Material for the task:
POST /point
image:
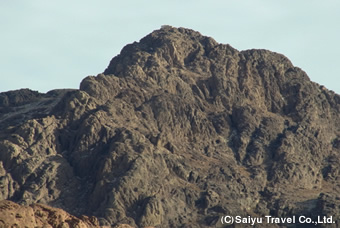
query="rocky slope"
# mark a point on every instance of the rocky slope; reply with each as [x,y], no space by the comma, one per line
[178,131]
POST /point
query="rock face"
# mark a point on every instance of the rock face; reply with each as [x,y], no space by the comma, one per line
[14,215]
[178,131]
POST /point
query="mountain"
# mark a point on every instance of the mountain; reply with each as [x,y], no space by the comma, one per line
[178,131]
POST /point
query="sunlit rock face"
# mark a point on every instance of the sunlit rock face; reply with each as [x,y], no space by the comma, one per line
[178,131]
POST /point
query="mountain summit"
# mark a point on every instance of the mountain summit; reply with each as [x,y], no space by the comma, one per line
[178,131]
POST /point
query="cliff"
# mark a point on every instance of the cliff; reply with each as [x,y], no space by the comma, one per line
[176,132]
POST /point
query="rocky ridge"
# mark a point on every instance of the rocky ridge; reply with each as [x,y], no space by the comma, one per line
[176,132]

What you will do: Count the lines in the records above that contain the string "ridge". Give only the number.

Problem solution: 2